Objetivo da tarefa -> Continue o texto sobre as mulheres na Segunda Guerra Mundial a partir da última frase apresentada.

Texto ->
--------
Um numeroso e pouco conhecido exército de guerrilheiras, oficiais, pilotos e atiradoras de elite, todas fortemente engajadas – e armadas – nas batalhas deflagradas pela Segunda Guerra Mundial, é agora retratado em textos e raras imagens no livro “Mulheres na Guerra” (Larousse), do historiador francês Claude Quétel. Ele escreveu sua obra a partir de estudos sobre o assunto que vêm sendo produzidos desde a década de 1970 (a publicação inclui uma rica bibliografia) e lança um novo olhar sobre a participação das mulheres no conflito. Sua tese é de que a historiografia moderna relega a atuação feminina a um segundo plano e seu objetivo é mostrar que ela esteve presente em todas as dimensões da guerra. Quétel recupera a biografia de importantes personalidades desse período cujas trajetórias foram esquecidas ou nunca documentadas: “As mulheres veem a sua história dissolvida na história dos homens.” Numa das fotos incluídas nesse livro estão duas militares fazendo tricô diante de seus furgões blindados do Exército francês – emblemática da habilidade feminina de se desdobrar das agulhas às armas. O tricô das oficiais do século XX não tem nada do romantismo da mitológica Penélope, que tece enquanto espera o futuro marido chegar de suas homéricas batalhas. Elas tricotam no front e estão a postos no conflito de Garigliano, na Itália.
--------
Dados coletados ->
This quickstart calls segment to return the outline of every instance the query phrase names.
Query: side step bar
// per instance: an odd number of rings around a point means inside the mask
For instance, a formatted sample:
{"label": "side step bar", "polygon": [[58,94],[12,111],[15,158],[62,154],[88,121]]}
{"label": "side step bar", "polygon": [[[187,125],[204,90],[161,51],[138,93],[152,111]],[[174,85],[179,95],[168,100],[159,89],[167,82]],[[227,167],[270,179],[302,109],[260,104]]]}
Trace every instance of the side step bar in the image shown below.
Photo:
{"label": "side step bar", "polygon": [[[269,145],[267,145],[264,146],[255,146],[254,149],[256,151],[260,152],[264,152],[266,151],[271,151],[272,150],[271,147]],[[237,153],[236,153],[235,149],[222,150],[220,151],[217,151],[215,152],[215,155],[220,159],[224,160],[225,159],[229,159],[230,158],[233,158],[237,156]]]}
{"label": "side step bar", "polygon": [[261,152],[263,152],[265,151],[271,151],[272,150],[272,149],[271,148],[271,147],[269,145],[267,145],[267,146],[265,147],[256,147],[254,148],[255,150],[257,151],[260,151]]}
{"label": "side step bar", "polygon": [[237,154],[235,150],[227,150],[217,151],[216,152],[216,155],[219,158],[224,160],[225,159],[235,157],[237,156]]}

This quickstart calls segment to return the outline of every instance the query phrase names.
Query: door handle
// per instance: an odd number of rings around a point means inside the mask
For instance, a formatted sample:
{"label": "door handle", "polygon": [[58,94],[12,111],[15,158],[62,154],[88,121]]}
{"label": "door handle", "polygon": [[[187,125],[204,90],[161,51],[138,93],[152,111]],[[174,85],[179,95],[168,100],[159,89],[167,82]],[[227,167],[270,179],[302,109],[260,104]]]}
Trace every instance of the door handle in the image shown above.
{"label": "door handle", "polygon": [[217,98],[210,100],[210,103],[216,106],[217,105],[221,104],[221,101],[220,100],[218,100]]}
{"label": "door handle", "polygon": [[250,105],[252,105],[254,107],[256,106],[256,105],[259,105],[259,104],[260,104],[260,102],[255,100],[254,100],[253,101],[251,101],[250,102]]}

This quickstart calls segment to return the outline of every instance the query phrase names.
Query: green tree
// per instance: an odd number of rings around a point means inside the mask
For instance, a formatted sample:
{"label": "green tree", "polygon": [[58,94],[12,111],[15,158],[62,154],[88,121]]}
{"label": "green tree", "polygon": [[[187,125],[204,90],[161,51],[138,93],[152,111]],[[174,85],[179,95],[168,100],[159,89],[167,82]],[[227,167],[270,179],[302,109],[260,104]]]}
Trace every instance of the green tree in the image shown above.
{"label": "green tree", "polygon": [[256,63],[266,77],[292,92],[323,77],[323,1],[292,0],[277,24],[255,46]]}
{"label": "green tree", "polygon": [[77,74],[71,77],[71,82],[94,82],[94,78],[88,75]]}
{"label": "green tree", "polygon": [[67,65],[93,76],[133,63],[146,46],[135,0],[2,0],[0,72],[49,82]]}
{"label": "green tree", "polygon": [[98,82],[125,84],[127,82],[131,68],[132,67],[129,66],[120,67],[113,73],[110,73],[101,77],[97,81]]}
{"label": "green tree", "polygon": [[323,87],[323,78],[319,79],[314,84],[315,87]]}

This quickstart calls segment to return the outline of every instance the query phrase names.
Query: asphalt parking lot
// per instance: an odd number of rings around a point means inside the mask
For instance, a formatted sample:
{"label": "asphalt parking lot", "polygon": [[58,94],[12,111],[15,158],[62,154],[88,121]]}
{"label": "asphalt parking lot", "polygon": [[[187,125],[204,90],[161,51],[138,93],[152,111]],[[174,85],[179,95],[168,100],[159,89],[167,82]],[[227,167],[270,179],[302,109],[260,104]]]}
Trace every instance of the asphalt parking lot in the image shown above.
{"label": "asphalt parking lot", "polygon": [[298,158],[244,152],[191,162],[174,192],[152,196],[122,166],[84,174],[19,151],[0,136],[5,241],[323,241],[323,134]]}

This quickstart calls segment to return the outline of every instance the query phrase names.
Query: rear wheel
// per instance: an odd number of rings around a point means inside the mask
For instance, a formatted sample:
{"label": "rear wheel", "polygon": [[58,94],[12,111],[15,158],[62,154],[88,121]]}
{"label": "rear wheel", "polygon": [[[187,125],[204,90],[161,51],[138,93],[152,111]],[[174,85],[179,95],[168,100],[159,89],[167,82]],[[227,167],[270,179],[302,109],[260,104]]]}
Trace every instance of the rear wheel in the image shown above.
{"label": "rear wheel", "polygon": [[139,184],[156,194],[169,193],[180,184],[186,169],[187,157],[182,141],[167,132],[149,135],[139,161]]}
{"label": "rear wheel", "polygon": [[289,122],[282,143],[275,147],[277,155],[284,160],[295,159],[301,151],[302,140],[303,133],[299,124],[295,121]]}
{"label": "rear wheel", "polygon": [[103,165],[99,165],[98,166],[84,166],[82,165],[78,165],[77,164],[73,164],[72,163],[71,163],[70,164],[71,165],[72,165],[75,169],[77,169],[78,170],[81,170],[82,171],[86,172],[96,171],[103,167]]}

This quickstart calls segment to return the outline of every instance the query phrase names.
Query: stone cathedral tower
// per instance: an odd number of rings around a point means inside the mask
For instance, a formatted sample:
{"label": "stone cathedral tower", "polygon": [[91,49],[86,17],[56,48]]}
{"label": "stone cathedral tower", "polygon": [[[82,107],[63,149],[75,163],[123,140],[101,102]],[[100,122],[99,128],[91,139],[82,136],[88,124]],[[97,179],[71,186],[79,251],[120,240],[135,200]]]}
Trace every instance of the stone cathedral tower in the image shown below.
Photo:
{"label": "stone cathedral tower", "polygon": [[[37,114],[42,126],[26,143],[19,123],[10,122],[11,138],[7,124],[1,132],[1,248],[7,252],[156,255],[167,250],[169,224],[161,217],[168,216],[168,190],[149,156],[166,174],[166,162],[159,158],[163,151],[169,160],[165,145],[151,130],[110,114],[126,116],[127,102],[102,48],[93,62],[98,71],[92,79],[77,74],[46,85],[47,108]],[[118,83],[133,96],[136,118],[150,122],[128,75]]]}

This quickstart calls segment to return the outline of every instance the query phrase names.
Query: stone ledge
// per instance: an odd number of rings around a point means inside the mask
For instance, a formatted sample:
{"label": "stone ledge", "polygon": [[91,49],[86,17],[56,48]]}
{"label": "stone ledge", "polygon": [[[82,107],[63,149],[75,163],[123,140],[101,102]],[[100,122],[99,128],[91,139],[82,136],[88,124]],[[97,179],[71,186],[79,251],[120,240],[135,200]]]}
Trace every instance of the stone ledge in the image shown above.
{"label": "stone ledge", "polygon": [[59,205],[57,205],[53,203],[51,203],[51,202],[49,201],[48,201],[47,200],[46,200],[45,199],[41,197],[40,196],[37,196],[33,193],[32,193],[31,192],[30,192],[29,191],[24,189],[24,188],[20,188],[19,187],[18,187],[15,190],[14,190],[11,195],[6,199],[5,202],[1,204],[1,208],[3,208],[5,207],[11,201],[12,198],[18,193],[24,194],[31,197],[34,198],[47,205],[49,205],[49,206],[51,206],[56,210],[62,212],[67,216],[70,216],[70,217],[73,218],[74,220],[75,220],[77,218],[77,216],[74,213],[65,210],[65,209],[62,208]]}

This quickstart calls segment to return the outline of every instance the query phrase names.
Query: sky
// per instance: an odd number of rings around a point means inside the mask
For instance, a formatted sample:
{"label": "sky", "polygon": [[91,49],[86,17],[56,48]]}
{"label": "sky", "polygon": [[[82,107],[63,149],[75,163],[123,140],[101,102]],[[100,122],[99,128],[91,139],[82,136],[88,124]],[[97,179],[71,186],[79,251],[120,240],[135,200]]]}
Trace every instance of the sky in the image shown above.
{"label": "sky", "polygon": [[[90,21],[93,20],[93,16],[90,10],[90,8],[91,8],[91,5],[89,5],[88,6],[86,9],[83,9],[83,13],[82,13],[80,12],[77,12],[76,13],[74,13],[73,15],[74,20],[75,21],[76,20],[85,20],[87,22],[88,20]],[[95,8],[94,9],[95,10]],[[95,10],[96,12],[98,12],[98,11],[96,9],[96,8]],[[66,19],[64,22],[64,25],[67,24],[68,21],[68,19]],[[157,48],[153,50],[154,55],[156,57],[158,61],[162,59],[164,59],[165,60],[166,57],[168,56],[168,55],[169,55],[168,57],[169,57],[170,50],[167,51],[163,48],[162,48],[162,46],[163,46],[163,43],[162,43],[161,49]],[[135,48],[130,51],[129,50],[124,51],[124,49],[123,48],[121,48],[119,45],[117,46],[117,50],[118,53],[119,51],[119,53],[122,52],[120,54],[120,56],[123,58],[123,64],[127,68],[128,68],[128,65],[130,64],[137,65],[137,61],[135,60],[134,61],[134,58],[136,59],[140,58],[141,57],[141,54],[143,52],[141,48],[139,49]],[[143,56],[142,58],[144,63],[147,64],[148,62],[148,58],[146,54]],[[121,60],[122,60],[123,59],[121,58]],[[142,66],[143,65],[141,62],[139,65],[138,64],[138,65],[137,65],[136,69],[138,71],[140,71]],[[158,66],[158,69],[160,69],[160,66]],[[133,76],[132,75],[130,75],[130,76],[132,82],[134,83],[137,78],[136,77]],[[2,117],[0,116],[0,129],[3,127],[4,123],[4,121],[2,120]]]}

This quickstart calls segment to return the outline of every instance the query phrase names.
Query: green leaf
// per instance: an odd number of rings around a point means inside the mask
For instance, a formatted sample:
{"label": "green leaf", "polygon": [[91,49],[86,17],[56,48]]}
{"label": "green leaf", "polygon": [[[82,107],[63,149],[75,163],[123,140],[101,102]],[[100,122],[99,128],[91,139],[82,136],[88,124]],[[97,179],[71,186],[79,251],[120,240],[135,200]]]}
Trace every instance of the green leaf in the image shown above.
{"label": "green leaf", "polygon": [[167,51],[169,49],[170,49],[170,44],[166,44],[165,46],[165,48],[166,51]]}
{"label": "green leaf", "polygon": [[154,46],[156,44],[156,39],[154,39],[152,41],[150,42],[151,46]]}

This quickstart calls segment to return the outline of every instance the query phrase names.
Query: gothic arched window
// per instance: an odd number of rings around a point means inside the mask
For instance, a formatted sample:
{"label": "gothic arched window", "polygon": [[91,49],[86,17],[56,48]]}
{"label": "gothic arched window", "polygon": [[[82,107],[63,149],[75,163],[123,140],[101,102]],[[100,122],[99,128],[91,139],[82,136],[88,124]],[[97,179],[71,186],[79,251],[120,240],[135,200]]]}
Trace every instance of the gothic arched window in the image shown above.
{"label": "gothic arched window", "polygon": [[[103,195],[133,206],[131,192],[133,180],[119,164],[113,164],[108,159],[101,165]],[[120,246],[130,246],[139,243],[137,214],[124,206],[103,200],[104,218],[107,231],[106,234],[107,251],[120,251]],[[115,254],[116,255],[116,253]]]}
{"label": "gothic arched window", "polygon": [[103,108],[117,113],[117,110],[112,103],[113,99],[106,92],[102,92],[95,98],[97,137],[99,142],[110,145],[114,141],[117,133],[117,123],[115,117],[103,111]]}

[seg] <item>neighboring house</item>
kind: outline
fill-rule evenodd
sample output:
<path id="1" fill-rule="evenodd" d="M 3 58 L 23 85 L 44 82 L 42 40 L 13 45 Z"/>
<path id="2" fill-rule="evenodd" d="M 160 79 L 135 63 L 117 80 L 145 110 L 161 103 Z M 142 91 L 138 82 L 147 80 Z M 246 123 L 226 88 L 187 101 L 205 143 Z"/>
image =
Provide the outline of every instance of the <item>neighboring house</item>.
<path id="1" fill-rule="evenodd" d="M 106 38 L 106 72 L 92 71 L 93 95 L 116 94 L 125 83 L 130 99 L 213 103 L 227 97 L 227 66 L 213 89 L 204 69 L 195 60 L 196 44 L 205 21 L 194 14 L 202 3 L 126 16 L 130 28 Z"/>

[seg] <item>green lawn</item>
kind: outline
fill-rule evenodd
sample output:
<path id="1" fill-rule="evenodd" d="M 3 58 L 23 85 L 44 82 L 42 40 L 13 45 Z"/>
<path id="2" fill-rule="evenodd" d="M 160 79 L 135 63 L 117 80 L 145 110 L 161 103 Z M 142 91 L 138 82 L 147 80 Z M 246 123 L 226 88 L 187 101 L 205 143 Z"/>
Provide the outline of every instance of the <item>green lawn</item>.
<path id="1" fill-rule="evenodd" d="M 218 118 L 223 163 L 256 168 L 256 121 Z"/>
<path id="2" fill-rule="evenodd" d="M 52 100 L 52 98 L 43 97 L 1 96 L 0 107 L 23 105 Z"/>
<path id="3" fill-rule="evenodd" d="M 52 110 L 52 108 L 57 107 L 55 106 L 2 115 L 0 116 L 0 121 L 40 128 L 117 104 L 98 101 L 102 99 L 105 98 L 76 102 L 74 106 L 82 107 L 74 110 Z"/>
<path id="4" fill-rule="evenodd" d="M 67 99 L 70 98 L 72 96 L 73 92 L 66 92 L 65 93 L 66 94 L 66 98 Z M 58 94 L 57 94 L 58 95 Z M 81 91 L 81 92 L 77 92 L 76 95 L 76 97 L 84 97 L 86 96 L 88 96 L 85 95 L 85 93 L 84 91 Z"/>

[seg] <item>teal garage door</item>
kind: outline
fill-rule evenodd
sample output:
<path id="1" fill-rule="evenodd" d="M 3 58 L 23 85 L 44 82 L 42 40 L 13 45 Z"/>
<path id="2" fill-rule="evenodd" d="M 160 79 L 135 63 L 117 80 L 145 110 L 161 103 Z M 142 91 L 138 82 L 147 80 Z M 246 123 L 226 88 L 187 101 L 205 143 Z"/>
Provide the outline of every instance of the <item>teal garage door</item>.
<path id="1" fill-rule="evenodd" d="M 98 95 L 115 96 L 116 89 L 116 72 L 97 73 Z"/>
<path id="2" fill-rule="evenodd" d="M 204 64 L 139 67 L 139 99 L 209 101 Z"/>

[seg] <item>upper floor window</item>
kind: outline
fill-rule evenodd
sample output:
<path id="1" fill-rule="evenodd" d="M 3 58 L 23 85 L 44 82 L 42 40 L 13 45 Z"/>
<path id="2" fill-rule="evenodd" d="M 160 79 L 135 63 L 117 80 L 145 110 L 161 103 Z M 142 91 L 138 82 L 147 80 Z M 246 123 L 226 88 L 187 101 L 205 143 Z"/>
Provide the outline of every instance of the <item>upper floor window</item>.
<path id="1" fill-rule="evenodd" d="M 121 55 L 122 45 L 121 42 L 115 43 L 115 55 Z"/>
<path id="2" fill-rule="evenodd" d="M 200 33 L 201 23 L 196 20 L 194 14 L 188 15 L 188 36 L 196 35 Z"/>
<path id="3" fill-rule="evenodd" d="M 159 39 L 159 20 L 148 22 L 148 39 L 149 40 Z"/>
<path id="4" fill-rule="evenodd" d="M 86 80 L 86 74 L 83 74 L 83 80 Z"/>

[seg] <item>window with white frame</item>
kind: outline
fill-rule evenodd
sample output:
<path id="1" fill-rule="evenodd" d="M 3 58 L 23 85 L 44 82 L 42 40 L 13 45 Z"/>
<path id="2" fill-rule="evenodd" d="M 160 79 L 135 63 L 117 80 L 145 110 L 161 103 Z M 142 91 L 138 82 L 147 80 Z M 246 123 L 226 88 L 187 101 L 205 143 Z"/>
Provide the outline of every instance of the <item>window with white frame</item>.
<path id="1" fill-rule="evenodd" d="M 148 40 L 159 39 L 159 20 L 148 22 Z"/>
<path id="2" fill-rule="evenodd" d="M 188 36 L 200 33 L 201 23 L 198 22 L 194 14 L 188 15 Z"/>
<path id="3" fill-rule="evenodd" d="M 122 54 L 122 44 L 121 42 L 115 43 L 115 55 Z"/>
--------
Resultado ->
Entre os personagens destacados no livro está a belga Odette de Blignières, jovem de uma família aristocrática que trabalhou como manequim da Maison Chanel antes de entrar para um grupo internacional de resistência à ocupação alemã. Em 1942, ela contribuiu com transporte e munição para que soldados aliados fugissem pelos Pirineus e alcançassem Londres viajando pela Espanha. Também militou no movimento antifascista italiano ao lado de outras mulheres. Conhecida como a “ciclista que detonava explosivos”, a química francesa Jeanne Bohec foi escalada para trabalhar na confecção de armas de sabotagem. Além de fabricá-las, ela as utilizava para detonar ferrovias e cumpria sua missão in loco de bicicleta. Em 1944, ela estava no grupo que resistiu a um ataque alemão em Saint- Marcel. Jeanne sobreviveu e recebeu honrarias militares ao final da guerra. Outra francesa, Georgette Gérard, entrou para o grupo de Resistência de Lyon e atuou no movimento Combat. Em 1943, ela era a capitã de um grupo de cinco mil guerrilheiros divididos em 120 acampamentos localizados em florestas. Para “inspirar confiança”, se fazia passar por um oficial e se autodenominava “comandante Gérard”. Poucos subordinados sabiam que se tratava de uma mulher.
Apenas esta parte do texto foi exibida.